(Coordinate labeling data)
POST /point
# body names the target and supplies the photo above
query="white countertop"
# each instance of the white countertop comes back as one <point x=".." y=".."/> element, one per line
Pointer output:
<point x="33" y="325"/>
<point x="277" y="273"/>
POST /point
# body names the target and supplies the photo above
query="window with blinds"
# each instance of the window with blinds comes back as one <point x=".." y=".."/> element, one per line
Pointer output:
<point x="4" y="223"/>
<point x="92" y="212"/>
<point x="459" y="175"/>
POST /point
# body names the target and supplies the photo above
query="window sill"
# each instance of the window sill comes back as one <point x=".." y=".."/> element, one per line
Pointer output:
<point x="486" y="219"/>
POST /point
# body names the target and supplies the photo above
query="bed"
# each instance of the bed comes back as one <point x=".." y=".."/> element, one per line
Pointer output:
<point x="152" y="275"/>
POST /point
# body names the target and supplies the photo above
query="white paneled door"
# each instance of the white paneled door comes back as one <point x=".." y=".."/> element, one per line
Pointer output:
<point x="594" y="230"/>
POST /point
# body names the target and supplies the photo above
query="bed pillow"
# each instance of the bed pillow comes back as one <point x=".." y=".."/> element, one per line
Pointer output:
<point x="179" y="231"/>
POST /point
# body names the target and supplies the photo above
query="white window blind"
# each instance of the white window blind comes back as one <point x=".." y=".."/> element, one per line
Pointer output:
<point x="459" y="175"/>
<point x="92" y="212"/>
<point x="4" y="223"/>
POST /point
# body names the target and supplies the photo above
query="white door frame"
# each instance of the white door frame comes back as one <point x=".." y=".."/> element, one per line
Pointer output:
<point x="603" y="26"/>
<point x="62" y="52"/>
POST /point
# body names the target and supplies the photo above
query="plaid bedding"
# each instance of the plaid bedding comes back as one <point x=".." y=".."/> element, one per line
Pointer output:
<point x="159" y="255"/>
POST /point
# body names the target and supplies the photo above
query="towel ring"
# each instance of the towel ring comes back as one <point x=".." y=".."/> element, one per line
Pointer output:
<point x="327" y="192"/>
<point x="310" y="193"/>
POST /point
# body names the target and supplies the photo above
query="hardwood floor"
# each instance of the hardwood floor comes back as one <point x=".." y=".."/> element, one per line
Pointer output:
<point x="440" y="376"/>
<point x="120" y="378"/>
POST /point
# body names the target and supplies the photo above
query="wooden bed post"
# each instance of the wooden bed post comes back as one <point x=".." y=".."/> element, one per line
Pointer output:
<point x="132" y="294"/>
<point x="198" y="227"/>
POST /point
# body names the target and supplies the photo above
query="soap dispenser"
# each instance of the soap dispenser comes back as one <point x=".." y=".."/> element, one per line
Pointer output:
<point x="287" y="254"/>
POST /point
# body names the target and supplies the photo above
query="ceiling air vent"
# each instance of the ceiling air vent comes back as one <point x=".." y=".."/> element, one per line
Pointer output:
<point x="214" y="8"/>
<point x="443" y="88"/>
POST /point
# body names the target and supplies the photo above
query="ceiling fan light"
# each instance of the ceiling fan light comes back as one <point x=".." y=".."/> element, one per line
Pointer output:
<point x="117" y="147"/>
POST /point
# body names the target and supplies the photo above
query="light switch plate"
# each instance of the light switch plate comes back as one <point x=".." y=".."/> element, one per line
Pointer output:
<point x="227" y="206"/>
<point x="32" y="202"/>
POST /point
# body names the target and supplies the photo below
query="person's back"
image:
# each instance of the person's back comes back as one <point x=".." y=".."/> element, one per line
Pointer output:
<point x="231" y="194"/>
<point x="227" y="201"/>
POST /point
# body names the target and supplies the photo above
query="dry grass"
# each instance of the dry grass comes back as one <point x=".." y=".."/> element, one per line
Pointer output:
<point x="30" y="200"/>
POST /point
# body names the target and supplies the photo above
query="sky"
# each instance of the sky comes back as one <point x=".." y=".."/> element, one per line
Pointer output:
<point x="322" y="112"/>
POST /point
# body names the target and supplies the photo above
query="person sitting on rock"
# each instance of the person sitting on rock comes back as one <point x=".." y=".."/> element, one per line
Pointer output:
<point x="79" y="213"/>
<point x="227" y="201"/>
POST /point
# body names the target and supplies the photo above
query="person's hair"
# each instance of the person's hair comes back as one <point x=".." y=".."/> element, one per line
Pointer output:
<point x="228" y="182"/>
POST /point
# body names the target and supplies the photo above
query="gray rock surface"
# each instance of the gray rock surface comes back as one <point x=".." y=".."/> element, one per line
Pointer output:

**Your instructions:**
Return the listing above word for word.

**The response:**
POST /point
# body names the target and supplies the photo above
query="white countertop"
# each instance of the white countertop comes back as one <point x=".." y=".."/> element, one per line
Pointer output:
<point x="33" y="325"/>
<point x="277" y="273"/>
POST /point
# body names the target and supplies the photo above
query="window with blinds"
# each instance of the window with blinds comes back as one <point x=".." y=".."/> element, one per line
Pointer output:
<point x="4" y="223"/>
<point x="92" y="212"/>
<point x="459" y="175"/>
POST /point
# body names the target and supplies the photo above
query="window sill"
# each instance of the window sill comes back as one <point x=".." y=".."/> element, one per line
Pointer output:
<point x="486" y="219"/>
POST /point
# body names the target and supplies the photo above
query="bed"
# each instance of the bed comes back as one <point x=".." y=".."/> element, one per line
Pointer output:
<point x="152" y="275"/>
POST /point
# body names the target and supplies the photo above
query="white paneled door"
# each instance of the white paneled door comes back as one <point x=".." y=".."/> element, one per line
Pointer output:
<point x="594" y="230"/>
POST /point
# body names the target and supplies the photo above
query="bed pillow"
# each instance of the bed pillow comes back as one <point x=".." y=".."/> element, one per line
Pointer output:
<point x="179" y="231"/>
POST /point
# body names the target and supplies the photo above
query="white window blind"
# each instance of the white window blind comes back as one <point x=".." y=".."/> element, one per line
Pointer output:
<point x="459" y="175"/>
<point x="92" y="212"/>
<point x="4" y="223"/>
POST /point
# body names the target and supplies the photo above
query="white door frame"
# each instance of the white door frame comes back as one <point x=".." y=".."/> element, one per line
Pointer output:
<point x="603" y="26"/>
<point x="62" y="52"/>
POST /point
# body names the target and supplies the photo above
query="plaid bedding"
# each instance of the plaid bedding comes back as one <point x=".." y=".."/> element, one per line
Pointer output:
<point x="159" y="255"/>
POST /point
# body names the target and supplies the photo above
query="towel ring"
# each instance of the towel ring comes back as one <point x=".." y=".."/> element, one per line
Pointer output:
<point x="327" y="192"/>
<point x="310" y="193"/>
POST /point
# body names the target and supplies the photo above
query="hardwood floor"
# each instance of the hardwood floor comes back as one <point x=".." y=".."/> element, one per line
Pointer output:
<point x="440" y="376"/>
<point x="120" y="378"/>
POST /point
# body names the target and supplies the photo above
query="wooden bed post"
# each instance of the wooden bed post comes back as one <point x=".." y=".."/> element, one per line
Pointer output:
<point x="132" y="294"/>
<point x="198" y="227"/>
POST /point
# body names the target and supplies the photo above
query="soap dispenser"
# each instance of the soap dispenser comes back as one <point x=".." y=".."/> element, one per line
Pointer output:
<point x="287" y="254"/>
POST /point
# body names the target and supplies the photo above
query="ceiling air vent"
# each instance of the ceiling air vent comes back as one <point x=".." y=".."/> element, one per line
Pointer output:
<point x="214" y="8"/>
<point x="443" y="88"/>
POST /point
# body names the target and supplies the photo above
query="ceiling fan light"
# each instance of the ceiling fan light comes back as one <point x=".." y=".."/> element, one per line
Pointer output:
<point x="117" y="147"/>
POST /point
# body names the target and supplies the photo above
query="light switch plate"
# each instance of the light switch plate comes back as one <point x=".." y=".."/> element, one per line
Pointer output:
<point x="227" y="206"/>
<point x="32" y="202"/>
POST /point
# body names the target and supplies the photo below
query="person's back"
image:
# each instance of the person's back comes back as one <point x=".." y=".."/> element, one per line
Pointer output:
<point x="231" y="194"/>
<point x="227" y="201"/>
POST /point
# body names the target and supplies the photo above
query="dry grass"
# each instance of the dry grass comes back as one <point x=".." y=".."/> element, one per line
Pointer output:
<point x="30" y="200"/>
POST /point
# body names the target and supplies the photo above
query="sky"
# each instance of the sky comes back as one <point x=".." y=".."/> element, one per line
Pointer output:
<point x="322" y="112"/>
POST /point
# body names the target and supplies the photo above
query="person sitting on rock"
# each instance of the person sitting on rock comes back as one <point x=".." y=".."/> element, one per line
Pointer output:
<point x="79" y="213"/>
<point x="227" y="201"/>
POST /point
# body names the target and supplies the photo above
query="person's hair"
# each instance of the person's hair comes back as one <point x=".." y=".."/> element, one per line
Pointer output:
<point x="228" y="182"/>
POST /point
# body names the target and supplies the photo above
query="gray rock surface"
# each instance of the gray rock surface comes back as one <point x=".." y=".."/> element, one per line
Pointer output:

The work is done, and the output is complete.